[Start of TEXT TO READ]

Ben Piper - CompTIA Cloud+ Study Guide

Also, you may decide that now's a good time to ditch some of your current applications and use an SaaS model where the cloud provider manages the back-end IT infrastructure. With this information, you can evaluate the many different cloud company's service offerings in the marketplace.

A common practice is to determine what less critical or low-risk applications could be good candidates to move to the cloud. These applications can be used as a validation or proof-of-concept project for your company.

As part of the preparation, keep the finance group involved from the start of the project. IT expenses and budgeting often are a significant expense for any company, from the smallest local mom-and-pop shop to multibillion conglomerates. The cloud computing pay-as-you-go utility cost models shift the expenses away from the large up-front capital expenditures of equipment, services, and software. Cloud computing requires little, if any, up-front capital costs, and costs are operational based on usage.

Before making plans to migrate anything to the cloud, it's important to decide whether you want to use the IaaS, PaaS, or SaaS model, or any combination thereof. The model you use will determine the specific cloud building blocks you'll have to put together. As you already know, IaaS leaves much of the work in your hands, making migrations more flexible but more complicated. On the other end of the spectrum, the SaaS model makes migrations quicker and easier, but at the cost of giving up control over the infrastructure.

Once you decide on the model, identify what services and capabilities are available in the cloud that fit your needs and requirements. As service providers have expanded their offerings and capabilities, understanding all your options has become almost overwhelming. Some of the largest public cloud companies have more than a thousand objects and services to choose from, with more being added regularly.

To give you an idea of the plethora of options, let's start with the IaaS model. When it comes to virtual servers, there are a variety of prebuilt OSs to choose from. On the virtual hardware side, you can choose CPU and GPU power, memory, storage volumes, and network I/O. On the network side, you have load balancing, DNS and DHCP services, routing, firewalls, network address translation (NAT), and more. For storage, most cloud companies offer block, object, and file storage.

[End of TEXT TO READ]

EXERCISE INSTRUCTIONS →
• A. Could you repeat, word for word, the part of the cloud migration text between "A common practice" and "for your company.", inclusive?
• B. In the cloud migration text, how would you condense the paragraph beginning "Before making plans to migrate anything" into a short bulleted list that keeps its main facts?

[Start of SOURCE MATERIAL]

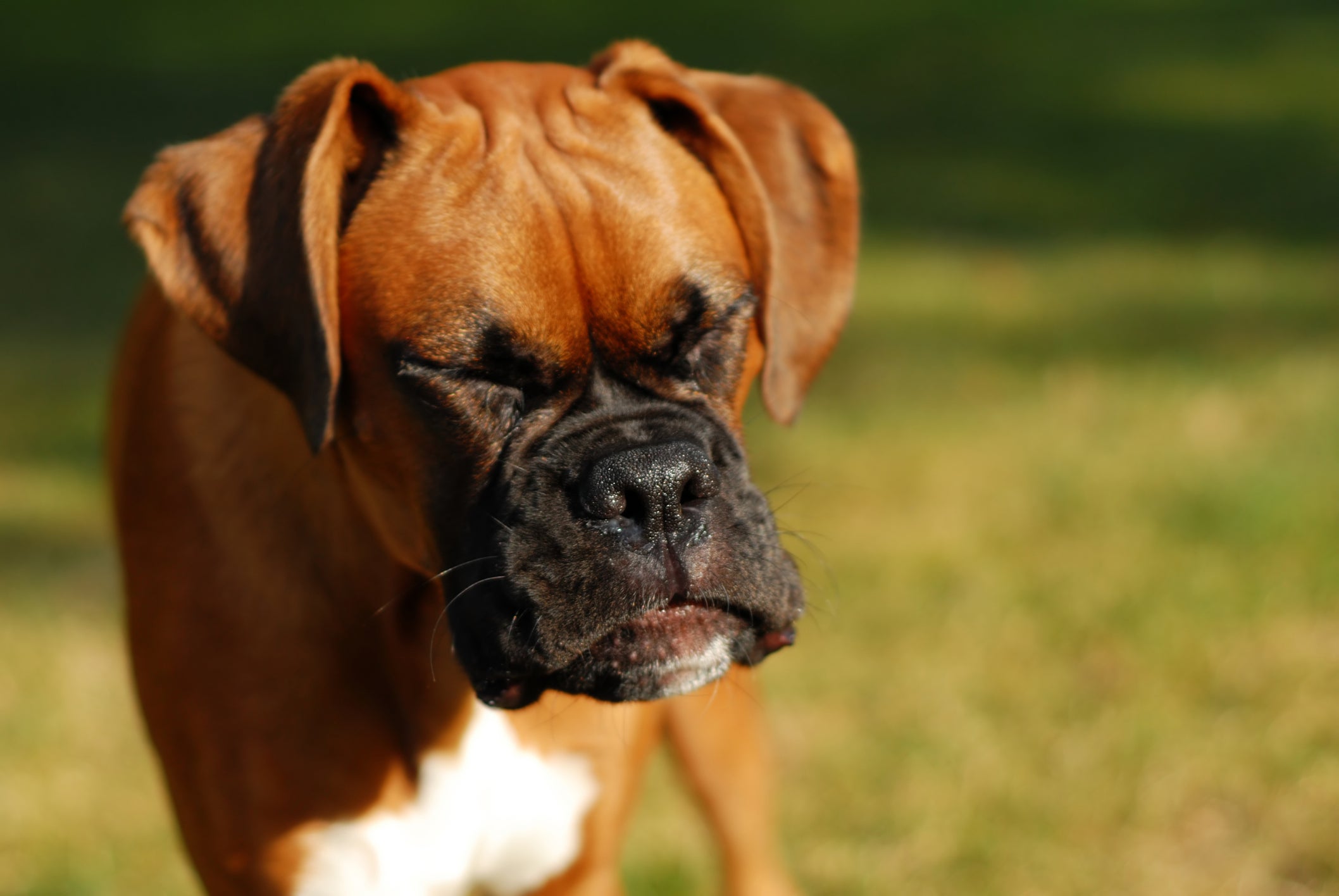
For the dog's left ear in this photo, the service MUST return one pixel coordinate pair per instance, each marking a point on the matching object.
(241, 229)
(788, 171)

[End of SOURCE MATERIAL]

OUTPUTS IN ORDER →
• A.
A common practice is to determine what less critical or low-risk applications could be good candidates to move to the cloud. These applications can be used as a validation or proof-of-concept project for your company.

• B.
- Before migrating, decide on the IaaS, PaaS, or SaaS model, or a combination.
- The chosen model determines which cloud building blocks must be put together.
- IaaS leaves much of the work to you, so migrations are more flexible but more complicated.
- SaaS makes migrations quicker and easier but gives up control over the infrastructure.